_GOAL OF THE EXERCISE_: Please show every line of the items below that contains the word "tree", copying each one unchanged.

-=-=-

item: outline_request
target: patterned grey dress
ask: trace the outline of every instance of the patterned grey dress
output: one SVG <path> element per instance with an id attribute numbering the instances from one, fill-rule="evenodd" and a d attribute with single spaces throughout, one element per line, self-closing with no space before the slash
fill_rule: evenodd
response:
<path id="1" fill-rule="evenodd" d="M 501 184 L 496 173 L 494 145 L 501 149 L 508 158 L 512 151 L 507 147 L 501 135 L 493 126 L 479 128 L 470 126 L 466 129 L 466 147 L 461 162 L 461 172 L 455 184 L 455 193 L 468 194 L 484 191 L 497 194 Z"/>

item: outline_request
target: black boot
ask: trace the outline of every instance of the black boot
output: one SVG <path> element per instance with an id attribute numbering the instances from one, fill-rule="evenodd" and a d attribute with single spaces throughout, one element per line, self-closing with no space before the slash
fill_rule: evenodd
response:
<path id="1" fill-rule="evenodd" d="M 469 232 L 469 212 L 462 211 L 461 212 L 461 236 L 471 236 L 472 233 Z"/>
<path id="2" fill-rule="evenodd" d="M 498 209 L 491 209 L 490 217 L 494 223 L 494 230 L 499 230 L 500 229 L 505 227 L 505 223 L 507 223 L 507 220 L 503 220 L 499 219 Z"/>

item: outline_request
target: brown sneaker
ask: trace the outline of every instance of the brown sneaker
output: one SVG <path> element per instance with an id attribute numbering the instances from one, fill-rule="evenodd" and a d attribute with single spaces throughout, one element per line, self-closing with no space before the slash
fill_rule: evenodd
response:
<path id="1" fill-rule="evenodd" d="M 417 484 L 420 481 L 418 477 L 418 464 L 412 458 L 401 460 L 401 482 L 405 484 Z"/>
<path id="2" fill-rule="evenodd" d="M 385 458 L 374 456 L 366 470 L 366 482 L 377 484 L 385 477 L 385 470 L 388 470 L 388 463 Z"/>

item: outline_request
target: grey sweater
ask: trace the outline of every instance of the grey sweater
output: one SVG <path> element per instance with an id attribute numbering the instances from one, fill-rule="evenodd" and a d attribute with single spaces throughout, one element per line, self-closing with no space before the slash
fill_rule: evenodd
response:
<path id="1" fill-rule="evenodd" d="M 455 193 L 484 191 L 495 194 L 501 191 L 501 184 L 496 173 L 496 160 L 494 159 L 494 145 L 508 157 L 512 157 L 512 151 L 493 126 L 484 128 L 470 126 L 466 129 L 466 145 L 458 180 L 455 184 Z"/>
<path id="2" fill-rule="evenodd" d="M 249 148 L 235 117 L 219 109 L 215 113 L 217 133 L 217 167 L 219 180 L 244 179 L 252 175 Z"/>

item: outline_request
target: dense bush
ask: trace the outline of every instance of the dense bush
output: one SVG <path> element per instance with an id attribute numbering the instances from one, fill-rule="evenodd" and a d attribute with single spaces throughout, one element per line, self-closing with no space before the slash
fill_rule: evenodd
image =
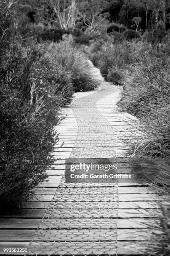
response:
<path id="1" fill-rule="evenodd" d="M 47 54 L 70 74 L 75 92 L 95 89 L 99 86 L 100 82 L 93 77 L 87 58 L 76 48 L 72 46 L 72 40 L 70 36 L 60 43 L 47 45 Z"/>
<path id="2" fill-rule="evenodd" d="M 120 70 L 118 70 L 116 68 L 112 68 L 109 70 L 108 75 L 107 76 L 107 80 L 115 84 L 120 85 L 122 77 L 122 73 Z"/>
<path id="3" fill-rule="evenodd" d="M 64 29 L 48 29 L 45 30 L 42 33 L 38 35 L 38 41 L 49 40 L 54 42 L 59 42 L 62 39 L 64 34 L 70 34 L 70 31 Z"/>
<path id="4" fill-rule="evenodd" d="M 127 40 L 130 40 L 135 38 L 140 38 L 140 33 L 132 29 L 128 29 L 124 33 L 124 36 Z"/>
<path id="5" fill-rule="evenodd" d="M 110 80 L 111 76 L 116 76 L 118 82 L 121 75 L 120 70 L 134 62 L 135 51 L 132 44 L 125 41 L 113 44 L 112 42 L 114 38 L 112 37 L 109 40 L 106 42 L 101 39 L 96 41 L 90 46 L 89 56 L 106 79 L 108 77 Z M 120 71 L 118 72 L 116 70 Z"/>
<path id="6" fill-rule="evenodd" d="M 122 81 L 123 90 L 119 106 L 137 116 L 140 131 L 127 143 L 134 171 L 158 193 L 166 197 L 160 202 L 160 225 L 155 231 L 149 255 L 170 254 L 170 62 L 169 47 L 151 49 L 145 46 L 139 52 L 138 64 L 131 67 L 130 75 Z M 141 180 L 140 180 L 141 182 Z M 166 202 L 165 204 L 165 202 Z"/>
<path id="7" fill-rule="evenodd" d="M 10 46 L 0 65 L 0 202 L 18 203 L 46 177 L 55 139 L 60 99 L 46 79 L 42 53 L 31 46 Z M 57 138 L 57 137 L 56 138 Z"/>
<path id="8" fill-rule="evenodd" d="M 0 15 L 0 204 L 4 209 L 27 199 L 46 177 L 58 136 L 61 106 L 73 92 L 99 84 L 86 59 L 71 43 L 36 44 L 12 38 L 12 17 Z"/>
<path id="9" fill-rule="evenodd" d="M 110 33 L 112 32 L 122 32 L 126 29 L 126 27 L 122 24 L 113 23 L 109 25 L 107 28 L 107 33 Z"/>

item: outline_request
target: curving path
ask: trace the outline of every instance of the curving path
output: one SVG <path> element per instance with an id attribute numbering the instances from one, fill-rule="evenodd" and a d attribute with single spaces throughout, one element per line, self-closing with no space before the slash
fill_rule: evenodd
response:
<path id="1" fill-rule="evenodd" d="M 66 159 L 123 156 L 121 139 L 138 132 L 130 124 L 138 121 L 118 109 L 119 92 L 102 81 L 100 90 L 75 93 L 63 108 L 67 116 L 56 127 L 60 139 L 48 179 L 21 210 L 1 216 L 0 255 L 4 246 L 27 248 L 29 255 L 143 253 L 158 207 L 154 192 L 134 183 L 65 183 Z"/>
<path id="2" fill-rule="evenodd" d="M 128 115 L 117 110 L 118 88 L 103 82 L 100 90 L 79 95 L 81 97 L 69 106 L 70 115 L 62 123 L 67 132 L 63 141 L 65 134 L 74 140 L 71 151 L 67 151 L 70 158 L 121 156 L 124 147 L 116 135 L 133 128 L 123 123 Z M 62 127 L 61 131 L 63 133 Z M 117 255 L 141 252 L 142 246 L 139 251 L 135 241 L 139 236 L 145 239 L 145 231 L 139 228 L 146 226 L 141 220 L 138 223 L 138 218 L 146 212 L 136 210 L 136 202 L 130 206 L 129 201 L 135 200 L 140 204 L 141 201 L 146 205 L 150 203 L 146 201 L 152 200 L 151 198 L 143 188 L 136 188 L 134 184 L 120 187 L 117 183 L 66 184 L 64 175 L 29 245 L 30 253 Z M 130 216 L 133 218 L 128 220 Z"/>

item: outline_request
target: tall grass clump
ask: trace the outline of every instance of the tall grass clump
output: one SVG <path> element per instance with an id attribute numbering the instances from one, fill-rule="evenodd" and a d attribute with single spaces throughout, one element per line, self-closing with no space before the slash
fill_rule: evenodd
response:
<path id="1" fill-rule="evenodd" d="M 120 84 L 126 66 L 134 61 L 135 51 L 132 43 L 125 41 L 115 43 L 114 37 L 108 38 L 107 41 L 100 38 L 91 44 L 89 57 L 106 80 Z"/>
<path id="2" fill-rule="evenodd" d="M 59 43 L 47 45 L 47 55 L 70 74 L 75 92 L 91 90 L 100 85 L 94 78 L 92 67 L 82 53 L 73 45 L 71 36 Z"/>
<path id="3" fill-rule="evenodd" d="M 153 226 L 156 232 L 148 251 L 159 256 L 170 253 L 170 63 L 166 47 L 142 50 L 138 64 L 123 80 L 118 103 L 140 121 L 140 135 L 131 138 L 130 144 L 128 140 L 132 169 L 165 201 L 160 203 L 160 224 Z"/>

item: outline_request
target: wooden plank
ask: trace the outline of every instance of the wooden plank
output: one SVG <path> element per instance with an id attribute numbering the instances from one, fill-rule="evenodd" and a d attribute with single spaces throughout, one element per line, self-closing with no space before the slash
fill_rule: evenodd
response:
<path id="1" fill-rule="evenodd" d="M 49 170 L 46 171 L 48 175 L 62 175 L 64 170 Z"/>
<path id="2" fill-rule="evenodd" d="M 0 228 L 35 229 L 38 228 L 41 219 L 0 219 Z"/>
<path id="3" fill-rule="evenodd" d="M 14 209 L 11 212 L 5 215 L 0 215 L 0 218 L 42 218 L 45 212 L 45 209 Z"/>
<path id="4" fill-rule="evenodd" d="M 27 253 L 22 252 L 4 252 L 4 248 L 27 248 L 28 252 L 29 242 L 0 242 L 0 255 L 25 255 Z"/>
<path id="5" fill-rule="evenodd" d="M 41 202 L 50 202 L 52 200 L 53 197 L 53 195 L 39 195 L 37 194 L 35 196 L 31 197 L 28 201 L 38 201 Z"/>
<path id="6" fill-rule="evenodd" d="M 59 181 L 55 182 L 43 182 L 37 185 L 38 187 L 58 187 L 60 183 Z"/>
<path id="7" fill-rule="evenodd" d="M 0 232 L 0 241 L 30 241 L 36 229 L 13 230 L 1 229 Z"/>
<path id="8" fill-rule="evenodd" d="M 149 244 L 147 245 L 146 241 L 122 242 L 118 241 L 117 243 L 117 253 L 118 255 L 143 255 L 148 251 Z"/>
<path id="9" fill-rule="evenodd" d="M 50 202 L 24 202 L 20 205 L 20 209 L 47 209 Z"/>
<path id="10" fill-rule="evenodd" d="M 56 191 L 55 187 L 35 187 L 32 190 L 37 194 L 52 194 L 54 195 Z"/>

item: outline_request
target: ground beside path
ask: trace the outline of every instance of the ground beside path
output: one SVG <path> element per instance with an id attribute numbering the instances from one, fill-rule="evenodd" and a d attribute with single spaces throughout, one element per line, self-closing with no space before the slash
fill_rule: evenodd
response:
<path id="1" fill-rule="evenodd" d="M 142 253 L 160 200 L 153 191 L 135 183 L 65 180 L 66 159 L 124 156 L 127 148 L 121 138 L 138 131 L 126 122 L 132 117 L 119 112 L 119 89 L 104 82 L 100 90 L 75 94 L 62 110 L 66 118 L 56 127 L 60 141 L 53 154 L 60 160 L 48 171 L 48 180 L 35 188 L 36 197 L 21 210 L 1 216 L 0 251 L 26 248 L 33 255 Z"/>

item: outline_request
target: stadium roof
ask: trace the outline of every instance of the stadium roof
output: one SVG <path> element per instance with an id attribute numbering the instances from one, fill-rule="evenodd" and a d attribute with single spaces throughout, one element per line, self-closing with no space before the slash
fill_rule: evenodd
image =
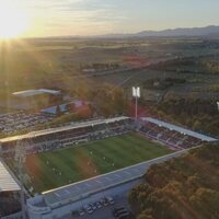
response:
<path id="1" fill-rule="evenodd" d="M 49 128 L 49 129 L 44 129 L 44 130 L 32 131 L 32 132 L 21 135 L 21 136 L 12 136 L 12 137 L 2 138 L 2 139 L 0 139 L 0 143 L 13 141 L 13 140 L 22 140 L 22 139 L 26 139 L 26 138 L 34 138 L 34 137 L 38 137 L 38 136 L 45 136 L 45 135 L 49 135 L 49 134 L 56 134 L 56 132 L 71 130 L 71 129 L 76 129 L 76 128 L 84 128 L 84 127 L 89 127 L 89 126 L 101 125 L 104 123 L 106 123 L 106 124 L 115 123 L 115 122 L 124 120 L 127 118 L 129 118 L 129 117 L 120 116 L 120 117 L 116 117 L 116 118 L 96 119 L 96 120 L 89 120 L 89 122 L 84 122 L 84 123 L 73 123 L 72 125 L 69 125 L 69 126 L 64 126 L 64 127 L 58 127 L 58 128 Z"/>
<path id="2" fill-rule="evenodd" d="M 0 193 L 10 191 L 20 191 L 20 187 L 0 160 Z"/>
<path id="3" fill-rule="evenodd" d="M 203 141 L 217 141 L 218 139 L 216 138 L 211 138 L 211 137 L 208 137 L 206 135 L 203 135 L 203 134 L 198 134 L 198 132 L 195 132 L 193 130 L 188 130 L 186 128 L 182 128 L 180 126 L 176 126 L 176 125 L 173 125 L 173 124 L 169 124 L 169 123 L 165 123 L 165 122 L 162 122 L 162 120 L 159 120 L 159 119 L 155 119 L 155 118 L 150 118 L 150 117 L 142 117 L 141 118 L 142 120 L 147 120 L 147 122 L 150 122 L 150 123 L 153 123 L 155 125 L 159 125 L 159 126 L 162 126 L 162 127 L 165 127 L 165 128 L 169 128 L 171 130 L 175 130 L 177 132 L 181 132 L 181 134 L 184 134 L 184 135 L 188 135 L 188 136 L 192 136 L 194 138 L 197 138 L 197 139 L 200 139 Z"/>
<path id="4" fill-rule="evenodd" d="M 30 97 L 30 96 L 35 96 L 35 95 L 39 95 L 39 94 L 58 95 L 58 94 L 60 94 L 60 91 L 39 89 L 39 90 L 19 91 L 19 92 L 14 92 L 12 94 L 15 96 L 19 96 L 19 97 Z"/>

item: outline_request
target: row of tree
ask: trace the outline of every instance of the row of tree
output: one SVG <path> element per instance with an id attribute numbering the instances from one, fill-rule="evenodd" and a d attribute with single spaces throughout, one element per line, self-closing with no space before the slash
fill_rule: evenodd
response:
<path id="1" fill-rule="evenodd" d="M 205 131 L 219 135 L 219 111 L 216 100 L 178 99 L 165 100 L 150 110 L 160 118 Z"/>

-=-=-

_THE COMPLETED TASK_:
target: row of tree
ask: trace the outline of every instance of the row of tree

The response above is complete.